According to the Heart and Stroke Foundation, about one in five Canadians have hypertension, or high blood pressure. Even more worrisome is the fact that millions more Canadians have something called prehypertension, a condition in which blood pressure levels are higher than normal, but not high enough to be diagnosed. Whether you have high blood pressure or prehypertension, studies have shown that a healthy diet—including lean proteins, whole grains, low-fat dairy products, and fruits and vegetables—can help.
But if you want to maintain or lower your blood pressure, certain foods can get in the way. Try to limit or avoid the following foods to keep your prehypertension or hypertension in check.
Salt and sodium are major culprits when it comes to high blood pressure. Though your body needs a certain amount of sodium, most of us get too much. In fact, according to Health Canada, Canadians get about 3400 mg of sodium per day, which is more than double the required amount. They recommend aiming for about 1000-1500 mg of salt per day—especially if you have prehypertension or hypertension.

--------------------------------------------------

### Your assignment
Summarize the blood pressure text in two sentences.

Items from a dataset
--------------------------------------------------

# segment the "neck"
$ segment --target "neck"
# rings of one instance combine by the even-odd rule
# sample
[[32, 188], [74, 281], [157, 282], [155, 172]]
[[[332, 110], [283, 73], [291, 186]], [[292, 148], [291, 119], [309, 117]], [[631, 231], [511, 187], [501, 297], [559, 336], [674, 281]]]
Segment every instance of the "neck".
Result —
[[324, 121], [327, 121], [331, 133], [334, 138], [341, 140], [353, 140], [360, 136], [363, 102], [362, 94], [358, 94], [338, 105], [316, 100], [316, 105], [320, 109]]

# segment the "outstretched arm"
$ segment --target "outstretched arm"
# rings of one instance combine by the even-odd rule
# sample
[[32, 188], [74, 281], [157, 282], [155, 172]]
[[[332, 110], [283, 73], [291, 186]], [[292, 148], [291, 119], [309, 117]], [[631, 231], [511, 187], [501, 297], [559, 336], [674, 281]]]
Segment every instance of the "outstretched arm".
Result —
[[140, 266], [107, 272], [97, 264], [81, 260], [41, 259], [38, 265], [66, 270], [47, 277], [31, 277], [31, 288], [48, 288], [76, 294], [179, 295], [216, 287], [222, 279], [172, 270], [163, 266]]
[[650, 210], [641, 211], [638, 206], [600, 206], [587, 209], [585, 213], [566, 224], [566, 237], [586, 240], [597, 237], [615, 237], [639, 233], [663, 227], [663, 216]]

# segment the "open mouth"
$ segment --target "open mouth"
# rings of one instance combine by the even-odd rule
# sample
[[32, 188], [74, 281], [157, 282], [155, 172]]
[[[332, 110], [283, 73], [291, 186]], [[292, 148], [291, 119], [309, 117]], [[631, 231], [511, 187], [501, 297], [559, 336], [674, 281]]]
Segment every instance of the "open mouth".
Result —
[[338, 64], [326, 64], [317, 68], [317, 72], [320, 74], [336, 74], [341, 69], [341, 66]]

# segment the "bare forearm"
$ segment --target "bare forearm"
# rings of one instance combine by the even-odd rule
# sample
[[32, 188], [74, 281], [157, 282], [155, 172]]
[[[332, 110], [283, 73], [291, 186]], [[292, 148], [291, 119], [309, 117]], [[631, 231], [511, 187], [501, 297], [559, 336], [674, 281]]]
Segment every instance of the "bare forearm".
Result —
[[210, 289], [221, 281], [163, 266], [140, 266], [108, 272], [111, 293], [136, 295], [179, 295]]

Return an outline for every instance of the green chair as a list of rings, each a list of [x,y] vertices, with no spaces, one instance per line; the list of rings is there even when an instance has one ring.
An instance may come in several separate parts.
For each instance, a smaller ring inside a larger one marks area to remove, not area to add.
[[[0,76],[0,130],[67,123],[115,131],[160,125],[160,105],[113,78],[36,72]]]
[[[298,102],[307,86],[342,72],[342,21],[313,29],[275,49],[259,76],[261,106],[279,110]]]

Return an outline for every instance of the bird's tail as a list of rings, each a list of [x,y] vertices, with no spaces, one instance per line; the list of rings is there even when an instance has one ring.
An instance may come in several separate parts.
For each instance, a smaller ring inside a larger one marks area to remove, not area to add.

--------------------------------------------------

### Worked solution
About one in five Canadians have hypertension and millions more have prehypertension, and studies show that a healthy diet of lean proteins, whole grains, low-fat dairy, fruits, and vegetables can help. Certain foods should be limited or avoided, and salt and sodium are major culprits: Health Canada reports that Canadians get about 3400 mg of sodium per day, more than double the required amount.